Items from a data source
______________________________
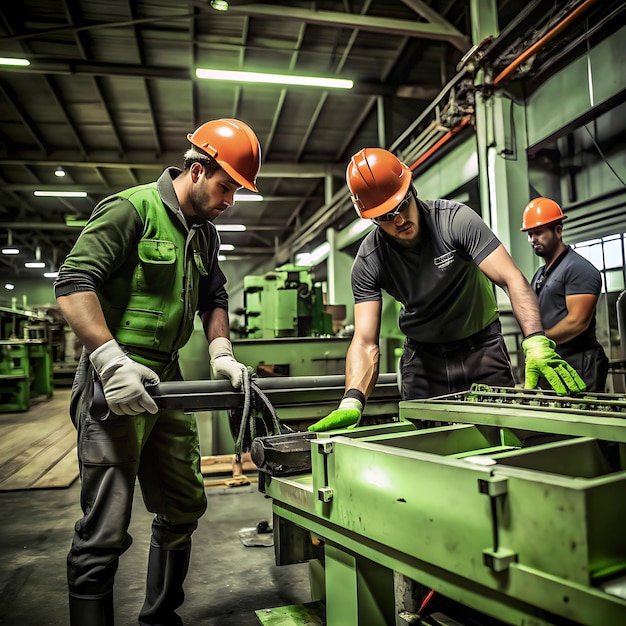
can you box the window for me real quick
[572,232,626,364]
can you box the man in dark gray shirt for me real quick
[521,197,608,391]
[309,148,585,432]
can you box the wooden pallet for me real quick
[201,452,258,488]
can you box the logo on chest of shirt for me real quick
[433,251,455,270]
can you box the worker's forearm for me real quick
[200,307,230,343]
[507,275,544,337]
[546,317,590,345]
[56,292,114,352]
[345,340,380,399]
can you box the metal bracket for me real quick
[478,476,508,497]
[312,439,334,505]
[314,440,334,455]
[482,547,518,572]
[479,476,516,570]
[318,487,333,503]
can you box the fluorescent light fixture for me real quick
[234,193,264,202]
[210,0,229,10]
[25,261,46,269]
[296,242,330,267]
[34,190,87,198]
[4,283,15,290]
[0,57,30,66]
[295,253,312,267]
[65,217,88,227]
[2,247,19,255]
[216,224,246,232]
[219,244,235,251]
[196,68,353,90]
[55,166,66,177]
[347,219,373,238]
[44,271,59,278]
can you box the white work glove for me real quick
[90,339,160,416]
[209,337,247,389]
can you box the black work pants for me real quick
[548,344,609,393]
[400,323,516,400]
[67,351,207,597]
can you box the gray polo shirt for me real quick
[351,199,501,343]
[531,246,602,352]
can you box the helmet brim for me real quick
[520,214,568,232]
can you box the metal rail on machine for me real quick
[400,384,626,442]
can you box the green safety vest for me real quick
[98,183,210,373]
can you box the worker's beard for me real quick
[392,228,421,248]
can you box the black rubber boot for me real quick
[69,590,114,626]
[138,545,191,626]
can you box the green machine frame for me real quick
[258,387,626,625]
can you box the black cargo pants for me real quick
[67,350,207,596]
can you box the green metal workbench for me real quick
[258,386,626,626]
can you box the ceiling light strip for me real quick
[34,190,88,198]
[196,68,353,89]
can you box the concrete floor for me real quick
[0,480,312,626]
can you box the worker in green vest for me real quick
[55,119,261,626]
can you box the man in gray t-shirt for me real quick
[521,197,608,391]
[309,149,585,432]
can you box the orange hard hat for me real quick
[187,118,261,191]
[521,197,568,231]
[346,148,413,219]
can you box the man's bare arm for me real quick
[56,291,114,352]
[345,300,382,399]
[546,293,598,344]
[478,244,543,337]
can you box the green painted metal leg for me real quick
[325,543,395,626]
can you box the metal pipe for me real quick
[408,115,471,172]
[122,373,399,414]
[492,0,600,86]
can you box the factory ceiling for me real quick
[0,0,622,283]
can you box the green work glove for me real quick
[308,396,363,432]
[522,334,586,395]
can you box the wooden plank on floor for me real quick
[0,428,78,491]
[0,424,71,478]
[0,388,78,491]
[0,390,72,459]
[201,452,257,475]
[204,474,258,489]
[30,446,79,489]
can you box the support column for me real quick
[470,0,536,284]
[327,227,356,326]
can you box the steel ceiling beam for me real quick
[212,3,470,50]
[400,0,468,51]
[0,157,344,179]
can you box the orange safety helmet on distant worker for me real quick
[346,148,413,219]
[520,197,568,231]
[187,118,261,192]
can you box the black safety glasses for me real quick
[372,188,413,224]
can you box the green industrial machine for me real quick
[242,264,333,339]
[0,307,54,411]
[256,386,626,626]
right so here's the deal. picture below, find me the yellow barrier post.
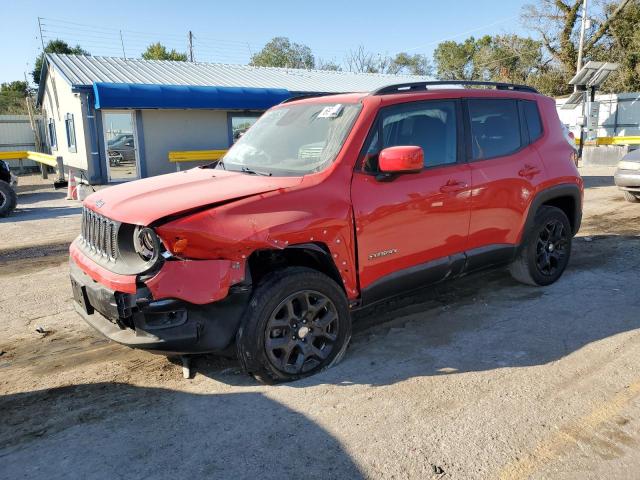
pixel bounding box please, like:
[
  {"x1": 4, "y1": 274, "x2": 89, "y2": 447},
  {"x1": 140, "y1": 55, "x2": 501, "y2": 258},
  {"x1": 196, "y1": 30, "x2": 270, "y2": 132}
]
[
  {"x1": 0, "y1": 151, "x2": 65, "y2": 182},
  {"x1": 168, "y1": 150, "x2": 228, "y2": 172}
]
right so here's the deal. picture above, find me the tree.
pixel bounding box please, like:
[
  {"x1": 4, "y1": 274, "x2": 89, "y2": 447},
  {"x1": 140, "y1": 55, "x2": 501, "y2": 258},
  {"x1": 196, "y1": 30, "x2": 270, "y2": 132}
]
[
  {"x1": 521, "y1": 0, "x2": 635, "y2": 92},
  {"x1": 316, "y1": 59, "x2": 342, "y2": 71},
  {"x1": 32, "y1": 39, "x2": 89, "y2": 84},
  {"x1": 433, "y1": 37, "x2": 485, "y2": 80},
  {"x1": 592, "y1": 0, "x2": 640, "y2": 93},
  {"x1": 0, "y1": 81, "x2": 31, "y2": 114},
  {"x1": 388, "y1": 52, "x2": 432, "y2": 76},
  {"x1": 141, "y1": 42, "x2": 188, "y2": 61},
  {"x1": 345, "y1": 47, "x2": 432, "y2": 75},
  {"x1": 250, "y1": 37, "x2": 315, "y2": 69}
]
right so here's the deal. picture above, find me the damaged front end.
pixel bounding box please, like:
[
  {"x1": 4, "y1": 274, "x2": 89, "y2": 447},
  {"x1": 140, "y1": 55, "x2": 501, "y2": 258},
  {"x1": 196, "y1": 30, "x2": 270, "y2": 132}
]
[{"x1": 69, "y1": 206, "x2": 251, "y2": 355}]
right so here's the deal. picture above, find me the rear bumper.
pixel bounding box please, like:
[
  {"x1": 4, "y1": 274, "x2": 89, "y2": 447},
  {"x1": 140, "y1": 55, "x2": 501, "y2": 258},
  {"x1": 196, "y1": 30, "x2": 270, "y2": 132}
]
[
  {"x1": 70, "y1": 257, "x2": 249, "y2": 355},
  {"x1": 614, "y1": 169, "x2": 640, "y2": 191}
]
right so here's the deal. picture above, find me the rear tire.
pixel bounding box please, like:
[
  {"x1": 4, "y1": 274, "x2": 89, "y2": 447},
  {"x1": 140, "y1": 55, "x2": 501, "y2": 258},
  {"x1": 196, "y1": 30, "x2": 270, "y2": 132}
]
[
  {"x1": 236, "y1": 267, "x2": 351, "y2": 384},
  {"x1": 510, "y1": 206, "x2": 572, "y2": 286},
  {"x1": 0, "y1": 180, "x2": 17, "y2": 217},
  {"x1": 623, "y1": 191, "x2": 640, "y2": 203}
]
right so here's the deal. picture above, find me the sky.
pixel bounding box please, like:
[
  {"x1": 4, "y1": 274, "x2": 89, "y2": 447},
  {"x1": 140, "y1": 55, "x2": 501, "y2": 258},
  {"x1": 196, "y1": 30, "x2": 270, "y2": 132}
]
[{"x1": 0, "y1": 0, "x2": 532, "y2": 84}]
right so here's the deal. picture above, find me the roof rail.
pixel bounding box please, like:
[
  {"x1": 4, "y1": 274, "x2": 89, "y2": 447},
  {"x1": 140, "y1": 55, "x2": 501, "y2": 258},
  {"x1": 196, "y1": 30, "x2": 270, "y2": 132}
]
[
  {"x1": 371, "y1": 81, "x2": 539, "y2": 95},
  {"x1": 280, "y1": 92, "x2": 336, "y2": 104}
]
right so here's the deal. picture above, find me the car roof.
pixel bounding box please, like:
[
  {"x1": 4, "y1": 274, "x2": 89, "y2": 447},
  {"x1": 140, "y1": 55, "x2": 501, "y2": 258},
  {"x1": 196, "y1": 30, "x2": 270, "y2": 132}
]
[{"x1": 281, "y1": 87, "x2": 542, "y2": 108}]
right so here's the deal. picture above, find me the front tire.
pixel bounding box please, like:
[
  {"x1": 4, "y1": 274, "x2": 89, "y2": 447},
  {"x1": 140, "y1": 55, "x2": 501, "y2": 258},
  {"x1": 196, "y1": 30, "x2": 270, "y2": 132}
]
[
  {"x1": 623, "y1": 191, "x2": 640, "y2": 203},
  {"x1": 0, "y1": 180, "x2": 17, "y2": 217},
  {"x1": 236, "y1": 267, "x2": 351, "y2": 384},
  {"x1": 510, "y1": 206, "x2": 572, "y2": 286}
]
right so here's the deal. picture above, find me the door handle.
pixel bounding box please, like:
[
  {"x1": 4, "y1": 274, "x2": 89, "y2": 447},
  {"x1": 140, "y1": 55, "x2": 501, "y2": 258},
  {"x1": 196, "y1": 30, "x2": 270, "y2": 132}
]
[
  {"x1": 518, "y1": 164, "x2": 541, "y2": 179},
  {"x1": 439, "y1": 180, "x2": 468, "y2": 193}
]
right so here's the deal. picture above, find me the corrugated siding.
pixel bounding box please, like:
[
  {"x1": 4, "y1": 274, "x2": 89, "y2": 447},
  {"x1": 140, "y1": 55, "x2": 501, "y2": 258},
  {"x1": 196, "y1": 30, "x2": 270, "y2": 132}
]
[{"x1": 47, "y1": 54, "x2": 431, "y2": 93}]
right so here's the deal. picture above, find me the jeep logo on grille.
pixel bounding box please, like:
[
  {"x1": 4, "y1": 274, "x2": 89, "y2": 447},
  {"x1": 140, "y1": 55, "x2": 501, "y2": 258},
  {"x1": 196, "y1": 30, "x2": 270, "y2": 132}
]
[{"x1": 95, "y1": 199, "x2": 105, "y2": 208}]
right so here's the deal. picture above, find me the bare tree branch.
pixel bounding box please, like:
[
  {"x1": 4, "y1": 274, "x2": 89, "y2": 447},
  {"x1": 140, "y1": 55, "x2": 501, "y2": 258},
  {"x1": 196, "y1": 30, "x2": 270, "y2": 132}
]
[{"x1": 584, "y1": 0, "x2": 634, "y2": 52}]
______________________________
** Work task **
Looking at the records above, work out how many lines contain "tree". Give the number only.

** Written answer **
2